Ich persönlich glaube, dass auch die „Todesstrafe“, die in vielen Gesellschaften ebenfalls eine sittliche Tatsache ist, weil diese Gesellschaften glauben, es sei richtig, dass, wenn jemand ein Leben genommen hat, ihm auch das seine genommen wird. Auch da kann man sich fragen, ob das nicht eine ethisch fragwürdige, sittliche Tatsache ist. Darf denn ein Straftäter nur deshalb auch getötet werden, weil er getötet hat?

Ich persönlich bin der Ansicht dass die Menschenwürde auch den Übeltäter schützt. Auch derjenige, der zurecht im Gefängnis sitzt, der verurteilt wurde, hat eine Würde, die gewahrt werden muss.

Ich glaube, dass selbst die Tötung dessen, der getötet hat, zumindest ethisch fragwürdig ist, weil der „Würdeanspruch“ dem „Tötungsverlangen“ der Justiz oder einer Gesellschaft entgegensteht.

### DATENAUSZUG
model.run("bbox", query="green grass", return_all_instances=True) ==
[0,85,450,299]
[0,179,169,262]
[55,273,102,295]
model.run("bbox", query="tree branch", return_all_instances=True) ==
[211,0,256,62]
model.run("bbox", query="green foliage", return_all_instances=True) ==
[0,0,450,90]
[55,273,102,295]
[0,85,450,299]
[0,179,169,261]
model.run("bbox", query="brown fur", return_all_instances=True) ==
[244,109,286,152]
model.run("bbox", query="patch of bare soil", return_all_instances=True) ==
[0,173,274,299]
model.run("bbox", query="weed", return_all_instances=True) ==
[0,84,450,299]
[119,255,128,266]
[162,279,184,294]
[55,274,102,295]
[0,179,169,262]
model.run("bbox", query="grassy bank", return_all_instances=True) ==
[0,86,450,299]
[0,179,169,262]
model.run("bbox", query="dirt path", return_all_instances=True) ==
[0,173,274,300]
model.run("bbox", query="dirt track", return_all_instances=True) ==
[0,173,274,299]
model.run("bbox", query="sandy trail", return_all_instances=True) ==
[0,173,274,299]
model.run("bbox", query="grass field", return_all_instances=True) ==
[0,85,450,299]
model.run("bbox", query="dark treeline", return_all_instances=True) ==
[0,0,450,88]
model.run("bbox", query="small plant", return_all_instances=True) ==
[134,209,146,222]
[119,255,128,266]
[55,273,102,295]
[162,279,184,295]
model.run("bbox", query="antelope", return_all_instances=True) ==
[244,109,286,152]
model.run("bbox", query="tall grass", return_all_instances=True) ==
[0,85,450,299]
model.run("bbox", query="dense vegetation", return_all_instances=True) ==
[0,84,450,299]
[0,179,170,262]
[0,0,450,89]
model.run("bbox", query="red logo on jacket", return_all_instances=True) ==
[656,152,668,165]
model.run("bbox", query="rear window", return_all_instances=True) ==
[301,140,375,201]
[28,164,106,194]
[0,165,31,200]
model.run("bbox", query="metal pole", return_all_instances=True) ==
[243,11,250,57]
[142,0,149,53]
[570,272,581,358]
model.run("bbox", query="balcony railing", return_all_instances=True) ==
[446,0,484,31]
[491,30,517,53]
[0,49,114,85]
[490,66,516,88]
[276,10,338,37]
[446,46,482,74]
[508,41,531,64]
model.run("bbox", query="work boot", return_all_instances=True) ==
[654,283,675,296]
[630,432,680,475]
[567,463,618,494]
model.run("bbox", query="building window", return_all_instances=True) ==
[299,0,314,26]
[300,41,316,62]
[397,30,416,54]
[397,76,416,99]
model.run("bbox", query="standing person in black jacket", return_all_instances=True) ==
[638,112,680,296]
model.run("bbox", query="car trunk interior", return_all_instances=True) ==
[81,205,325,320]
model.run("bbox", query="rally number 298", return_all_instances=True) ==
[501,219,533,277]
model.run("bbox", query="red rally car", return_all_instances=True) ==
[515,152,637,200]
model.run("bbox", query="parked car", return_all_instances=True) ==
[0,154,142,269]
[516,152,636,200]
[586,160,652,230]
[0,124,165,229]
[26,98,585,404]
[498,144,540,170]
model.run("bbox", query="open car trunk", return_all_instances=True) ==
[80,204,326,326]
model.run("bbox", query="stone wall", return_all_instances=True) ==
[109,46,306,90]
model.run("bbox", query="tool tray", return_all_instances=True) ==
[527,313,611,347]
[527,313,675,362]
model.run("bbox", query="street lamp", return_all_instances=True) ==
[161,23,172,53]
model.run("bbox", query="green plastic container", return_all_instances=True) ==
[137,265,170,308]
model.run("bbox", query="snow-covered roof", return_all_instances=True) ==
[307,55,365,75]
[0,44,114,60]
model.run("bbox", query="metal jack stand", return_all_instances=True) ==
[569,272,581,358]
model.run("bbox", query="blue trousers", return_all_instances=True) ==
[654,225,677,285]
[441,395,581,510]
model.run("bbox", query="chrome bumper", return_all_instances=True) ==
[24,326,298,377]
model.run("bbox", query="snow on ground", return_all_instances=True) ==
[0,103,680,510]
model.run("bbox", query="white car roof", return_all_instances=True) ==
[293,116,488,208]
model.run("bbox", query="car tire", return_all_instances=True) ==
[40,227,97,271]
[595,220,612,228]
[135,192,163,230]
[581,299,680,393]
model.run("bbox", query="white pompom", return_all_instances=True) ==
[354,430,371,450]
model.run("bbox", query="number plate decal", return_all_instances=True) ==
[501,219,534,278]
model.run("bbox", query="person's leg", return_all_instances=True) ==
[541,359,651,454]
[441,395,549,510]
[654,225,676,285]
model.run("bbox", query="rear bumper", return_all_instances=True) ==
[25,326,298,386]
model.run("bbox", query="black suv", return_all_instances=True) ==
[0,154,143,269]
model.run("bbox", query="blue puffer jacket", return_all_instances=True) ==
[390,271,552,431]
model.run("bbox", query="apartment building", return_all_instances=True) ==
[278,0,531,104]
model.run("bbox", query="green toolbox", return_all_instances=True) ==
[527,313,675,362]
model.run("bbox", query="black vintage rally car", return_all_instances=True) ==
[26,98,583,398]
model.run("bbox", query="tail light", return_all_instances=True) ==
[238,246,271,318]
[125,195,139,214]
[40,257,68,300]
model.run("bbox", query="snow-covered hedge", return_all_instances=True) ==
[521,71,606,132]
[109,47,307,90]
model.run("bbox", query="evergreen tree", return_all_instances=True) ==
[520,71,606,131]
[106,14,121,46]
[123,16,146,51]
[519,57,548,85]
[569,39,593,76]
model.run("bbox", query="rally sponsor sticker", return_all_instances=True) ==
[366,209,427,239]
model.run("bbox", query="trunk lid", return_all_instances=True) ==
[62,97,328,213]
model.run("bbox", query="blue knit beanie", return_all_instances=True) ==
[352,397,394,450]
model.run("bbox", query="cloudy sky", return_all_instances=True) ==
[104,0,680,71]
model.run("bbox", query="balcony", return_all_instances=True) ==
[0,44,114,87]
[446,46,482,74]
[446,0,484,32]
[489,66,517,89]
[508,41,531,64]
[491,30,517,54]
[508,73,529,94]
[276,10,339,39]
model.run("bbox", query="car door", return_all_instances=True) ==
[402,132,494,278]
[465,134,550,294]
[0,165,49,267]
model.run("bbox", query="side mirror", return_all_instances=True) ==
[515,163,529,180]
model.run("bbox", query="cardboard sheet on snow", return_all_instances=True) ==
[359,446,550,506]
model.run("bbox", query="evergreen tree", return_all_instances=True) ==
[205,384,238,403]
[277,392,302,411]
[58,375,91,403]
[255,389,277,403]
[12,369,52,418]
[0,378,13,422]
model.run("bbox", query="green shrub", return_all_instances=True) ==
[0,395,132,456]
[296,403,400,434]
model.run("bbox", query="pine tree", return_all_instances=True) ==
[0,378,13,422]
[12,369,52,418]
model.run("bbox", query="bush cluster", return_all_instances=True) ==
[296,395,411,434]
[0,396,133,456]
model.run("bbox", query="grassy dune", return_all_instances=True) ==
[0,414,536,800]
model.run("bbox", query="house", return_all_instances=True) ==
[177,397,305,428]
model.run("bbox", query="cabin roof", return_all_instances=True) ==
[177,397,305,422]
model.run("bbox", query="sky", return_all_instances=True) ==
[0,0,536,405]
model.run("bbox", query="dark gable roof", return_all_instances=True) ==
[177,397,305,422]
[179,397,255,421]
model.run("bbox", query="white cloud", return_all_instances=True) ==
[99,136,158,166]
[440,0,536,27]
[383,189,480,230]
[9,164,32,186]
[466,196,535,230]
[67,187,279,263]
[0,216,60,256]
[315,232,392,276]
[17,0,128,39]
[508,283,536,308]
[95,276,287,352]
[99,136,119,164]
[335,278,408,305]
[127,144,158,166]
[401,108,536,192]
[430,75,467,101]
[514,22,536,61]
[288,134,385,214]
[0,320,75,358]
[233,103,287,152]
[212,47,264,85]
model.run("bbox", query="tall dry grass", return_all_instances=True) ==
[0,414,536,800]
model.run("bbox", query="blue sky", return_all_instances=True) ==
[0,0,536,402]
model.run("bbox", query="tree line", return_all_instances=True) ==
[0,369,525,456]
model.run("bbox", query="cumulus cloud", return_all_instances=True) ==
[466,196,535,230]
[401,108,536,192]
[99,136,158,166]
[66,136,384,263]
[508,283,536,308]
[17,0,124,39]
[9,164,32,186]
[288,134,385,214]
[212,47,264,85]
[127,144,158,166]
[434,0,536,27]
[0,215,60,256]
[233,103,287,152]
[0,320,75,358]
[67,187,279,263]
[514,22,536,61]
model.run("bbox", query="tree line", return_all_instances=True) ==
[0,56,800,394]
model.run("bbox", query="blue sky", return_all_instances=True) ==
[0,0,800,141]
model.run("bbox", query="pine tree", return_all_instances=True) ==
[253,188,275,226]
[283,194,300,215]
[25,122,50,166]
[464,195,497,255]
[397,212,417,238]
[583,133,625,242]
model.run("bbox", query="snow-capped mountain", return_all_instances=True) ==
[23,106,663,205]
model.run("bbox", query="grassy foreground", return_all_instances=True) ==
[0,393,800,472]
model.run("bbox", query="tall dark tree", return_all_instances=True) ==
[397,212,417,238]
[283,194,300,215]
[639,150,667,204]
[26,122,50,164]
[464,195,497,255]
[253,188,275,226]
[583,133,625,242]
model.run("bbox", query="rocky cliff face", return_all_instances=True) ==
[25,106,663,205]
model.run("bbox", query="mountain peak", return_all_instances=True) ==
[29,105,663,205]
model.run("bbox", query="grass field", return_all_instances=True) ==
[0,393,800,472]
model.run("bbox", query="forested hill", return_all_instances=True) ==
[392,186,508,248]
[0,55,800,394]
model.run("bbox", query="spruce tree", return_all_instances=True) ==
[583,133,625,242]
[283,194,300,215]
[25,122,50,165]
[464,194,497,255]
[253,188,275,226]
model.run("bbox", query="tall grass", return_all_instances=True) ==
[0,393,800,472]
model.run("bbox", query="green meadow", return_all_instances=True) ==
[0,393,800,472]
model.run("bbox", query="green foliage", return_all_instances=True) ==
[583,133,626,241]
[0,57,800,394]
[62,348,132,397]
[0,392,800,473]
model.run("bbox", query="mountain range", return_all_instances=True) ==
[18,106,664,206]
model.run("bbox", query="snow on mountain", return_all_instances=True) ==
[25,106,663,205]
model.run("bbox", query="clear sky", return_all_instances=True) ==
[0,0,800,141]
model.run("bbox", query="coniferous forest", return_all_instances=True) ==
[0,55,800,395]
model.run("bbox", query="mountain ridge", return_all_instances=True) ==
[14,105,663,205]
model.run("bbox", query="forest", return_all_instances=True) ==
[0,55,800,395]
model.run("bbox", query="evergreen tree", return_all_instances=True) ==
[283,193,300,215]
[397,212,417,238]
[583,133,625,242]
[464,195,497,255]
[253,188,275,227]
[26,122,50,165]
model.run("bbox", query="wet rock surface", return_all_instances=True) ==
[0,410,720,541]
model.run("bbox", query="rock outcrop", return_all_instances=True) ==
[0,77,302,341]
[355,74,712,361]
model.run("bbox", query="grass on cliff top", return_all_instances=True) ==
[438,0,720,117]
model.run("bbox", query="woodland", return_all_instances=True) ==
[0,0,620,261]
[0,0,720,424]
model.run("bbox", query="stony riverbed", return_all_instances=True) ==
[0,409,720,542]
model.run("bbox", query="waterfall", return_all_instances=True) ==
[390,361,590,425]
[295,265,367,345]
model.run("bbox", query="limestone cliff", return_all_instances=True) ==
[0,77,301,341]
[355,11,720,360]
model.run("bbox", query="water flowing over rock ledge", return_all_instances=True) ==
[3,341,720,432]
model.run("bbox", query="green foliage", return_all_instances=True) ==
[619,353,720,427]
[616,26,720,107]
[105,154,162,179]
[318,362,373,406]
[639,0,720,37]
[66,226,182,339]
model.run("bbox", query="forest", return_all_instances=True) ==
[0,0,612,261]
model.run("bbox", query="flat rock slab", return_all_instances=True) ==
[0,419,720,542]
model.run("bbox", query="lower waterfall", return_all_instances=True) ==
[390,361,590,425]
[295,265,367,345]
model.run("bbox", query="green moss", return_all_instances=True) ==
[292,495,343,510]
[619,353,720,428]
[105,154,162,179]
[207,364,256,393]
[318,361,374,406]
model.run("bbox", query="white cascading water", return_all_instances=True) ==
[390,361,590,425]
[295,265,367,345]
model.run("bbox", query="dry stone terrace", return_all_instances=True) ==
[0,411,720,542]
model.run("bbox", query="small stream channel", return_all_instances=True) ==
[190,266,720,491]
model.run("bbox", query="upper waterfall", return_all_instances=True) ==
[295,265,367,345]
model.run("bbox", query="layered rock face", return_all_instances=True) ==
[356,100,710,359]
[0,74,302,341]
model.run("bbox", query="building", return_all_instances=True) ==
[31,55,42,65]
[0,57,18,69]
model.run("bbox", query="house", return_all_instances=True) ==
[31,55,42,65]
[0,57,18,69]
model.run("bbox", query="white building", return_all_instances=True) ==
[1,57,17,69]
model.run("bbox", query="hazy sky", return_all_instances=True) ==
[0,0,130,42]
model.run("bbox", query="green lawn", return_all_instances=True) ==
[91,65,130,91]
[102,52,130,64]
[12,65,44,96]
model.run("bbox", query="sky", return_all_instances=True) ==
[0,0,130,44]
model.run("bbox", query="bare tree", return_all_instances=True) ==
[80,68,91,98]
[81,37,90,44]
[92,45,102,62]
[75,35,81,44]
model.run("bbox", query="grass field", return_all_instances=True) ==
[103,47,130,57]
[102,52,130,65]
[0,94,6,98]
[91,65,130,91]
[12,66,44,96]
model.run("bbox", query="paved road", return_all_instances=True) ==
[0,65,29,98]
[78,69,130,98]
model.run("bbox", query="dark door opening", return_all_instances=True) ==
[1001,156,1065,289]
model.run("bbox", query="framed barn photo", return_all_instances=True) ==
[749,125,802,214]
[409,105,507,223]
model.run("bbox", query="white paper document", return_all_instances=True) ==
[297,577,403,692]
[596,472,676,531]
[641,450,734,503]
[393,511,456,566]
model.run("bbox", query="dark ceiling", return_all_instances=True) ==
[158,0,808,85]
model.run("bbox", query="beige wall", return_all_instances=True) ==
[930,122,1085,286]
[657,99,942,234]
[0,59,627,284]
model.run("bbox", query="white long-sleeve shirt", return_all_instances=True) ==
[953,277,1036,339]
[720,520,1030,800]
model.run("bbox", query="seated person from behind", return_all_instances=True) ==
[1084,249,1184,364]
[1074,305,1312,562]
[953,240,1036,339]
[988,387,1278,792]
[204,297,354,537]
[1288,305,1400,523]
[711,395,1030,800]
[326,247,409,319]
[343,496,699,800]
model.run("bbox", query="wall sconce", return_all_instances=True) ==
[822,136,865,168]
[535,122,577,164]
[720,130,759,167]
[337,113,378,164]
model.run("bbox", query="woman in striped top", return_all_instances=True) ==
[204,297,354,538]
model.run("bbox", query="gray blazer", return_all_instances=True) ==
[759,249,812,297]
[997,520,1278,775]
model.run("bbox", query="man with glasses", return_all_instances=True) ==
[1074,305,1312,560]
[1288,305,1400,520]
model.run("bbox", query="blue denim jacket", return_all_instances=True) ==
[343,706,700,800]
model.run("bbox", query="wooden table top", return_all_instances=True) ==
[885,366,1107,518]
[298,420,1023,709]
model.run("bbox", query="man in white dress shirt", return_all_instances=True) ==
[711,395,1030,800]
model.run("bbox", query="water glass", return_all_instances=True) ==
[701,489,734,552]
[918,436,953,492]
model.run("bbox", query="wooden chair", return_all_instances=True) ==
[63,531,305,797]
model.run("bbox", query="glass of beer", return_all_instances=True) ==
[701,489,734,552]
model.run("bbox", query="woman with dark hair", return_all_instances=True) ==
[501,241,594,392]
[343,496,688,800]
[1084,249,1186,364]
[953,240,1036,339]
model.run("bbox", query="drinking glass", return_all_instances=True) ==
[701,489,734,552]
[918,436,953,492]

### WAS ZU TUN IST
• 1. Wen schützt die Menschenwürde laut dem Text über Todesstrafe und Menschenwürde ebenfalls?
• 2. Führe den Text über Todesstrafe und Menschenwürde im gleichen Ton weiter.
Für die Aufgaben braucht man die Daten nicht.

### LÖSUNGEN
• 1. Sie schützt auch den Übeltäter, also auch jemanden, der zu Recht verurteilt wurde und im Gefängnis sitzt.

• 2.
Sie sehen, es gibt sittliche Tatsachen, die ethisch umstritten sind, obwohl diese sittlichen Tatsachen unabgeleitet sind, obwohl sie zum Teil große Anerkennung finden. Dennoch ist die Ethik aufgerufen, sich gegen diese sittlichen Tatsachen auszusprechen.

Natürlich wird das unmittelbar nichts bewirken. Es wird also etwa keine Änderung der Rechtsverhältnisse in diesen Gesellschaften geben, aber es gibt ein Bewusstsein, das sogar weltweiten Charakter annehmen kann, wie am Beispiel der Frauenbeschneidung. Da hat dieses Bewusstsein schon weltweite Verbreitung gefunden. Ein weltweites Bewusstsein, das darin besteht, diese Praxis als unmenschlich und nicht bewahrenswert zu verurteilen.

Die Ethik kann auch dazu beitragen, dass solche Grundlagen oder sittlichen Tatsachen, die nicht zurechtfertigen sind, weil ihre Konsequenzen schlecht sind – nicht weil sie unabgeleitet sind, sondern weil die Konsequenzen schlecht sind – in Frage gestellt werden. Die Ethik hat in diesem Sinne auch eine Aufklärungspflicht, eine Kritikpflicht; die sie in diesem Fall unbedingt wahrnehmen sollte.